* WRITTEN PROBLEM *
The data below must be copied in full and without any change.

* STORED ROWS *
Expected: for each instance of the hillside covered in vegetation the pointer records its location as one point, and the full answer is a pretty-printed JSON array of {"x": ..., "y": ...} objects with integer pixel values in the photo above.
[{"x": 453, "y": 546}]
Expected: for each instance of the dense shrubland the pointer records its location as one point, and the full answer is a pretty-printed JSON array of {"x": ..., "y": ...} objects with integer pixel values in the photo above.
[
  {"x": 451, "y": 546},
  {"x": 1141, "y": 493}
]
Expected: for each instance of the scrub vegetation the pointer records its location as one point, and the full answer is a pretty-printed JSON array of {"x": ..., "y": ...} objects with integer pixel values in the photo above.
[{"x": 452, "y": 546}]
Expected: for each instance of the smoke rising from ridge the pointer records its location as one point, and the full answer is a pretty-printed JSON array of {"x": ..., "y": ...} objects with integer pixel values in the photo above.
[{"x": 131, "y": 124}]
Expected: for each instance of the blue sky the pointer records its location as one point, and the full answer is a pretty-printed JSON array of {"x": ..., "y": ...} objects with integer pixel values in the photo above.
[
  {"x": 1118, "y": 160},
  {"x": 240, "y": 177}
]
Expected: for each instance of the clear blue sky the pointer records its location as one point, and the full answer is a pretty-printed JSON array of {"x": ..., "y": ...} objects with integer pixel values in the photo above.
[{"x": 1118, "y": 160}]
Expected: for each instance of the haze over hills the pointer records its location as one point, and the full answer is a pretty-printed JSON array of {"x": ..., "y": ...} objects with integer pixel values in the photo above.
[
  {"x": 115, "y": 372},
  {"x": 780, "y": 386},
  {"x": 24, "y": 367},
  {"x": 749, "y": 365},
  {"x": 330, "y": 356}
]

* TASK ANSWER *
Expected: for each instance of the hillside covered in vegetation the pointer records its location as one point, and the full answer is a pretty-printed JSON array of {"x": ..., "y": ...} objects with integer pixel values in the photo above.
[{"x": 453, "y": 546}]
Expected: for each instance of the dense shrubland the pointer records its location as one point, and the full answer is a pretty-printed JSON array of {"x": ..., "y": ...} objects with integer pixel values in the photo above.
[
  {"x": 451, "y": 546},
  {"x": 1141, "y": 493}
]
Expected: for each instance of the scrub vegetation the pointer records its location as one point, and the full answer is a pretty-printed JSON array of {"x": ..., "y": ...} objects with integer pixel values in the photo above.
[{"x": 452, "y": 546}]
Expected: for each instance of the smoke rising from ridge the pointer records its location as one point, and the full answer is a pretty-printed JSON array of {"x": ..., "y": ...} objects with integer pixel values in the photo above.
[{"x": 131, "y": 124}]
Expected: for each instance of the blue sky the pointer records its location as one point, and the full answer is a pretty-printed JSON array of {"x": ..., "y": ...} objects with integer pixel values in the photo above.
[
  {"x": 1118, "y": 160},
  {"x": 240, "y": 177}
]
Expected: for each instance of the clear blue sky the pointer records its location as one point, and the full answer is a pretty-printed JSON array of {"x": ..., "y": ...} objects with integer pixel values in the photo above.
[{"x": 1118, "y": 160}]
Expected: for each instance of the haze over hills the pointer records its location as one point, and the full answer is a pretty-printed JSON array of {"x": ..., "y": ...} objects with integer pixel values in the photo above.
[
  {"x": 115, "y": 372},
  {"x": 780, "y": 386},
  {"x": 24, "y": 367},
  {"x": 749, "y": 365},
  {"x": 330, "y": 356}
]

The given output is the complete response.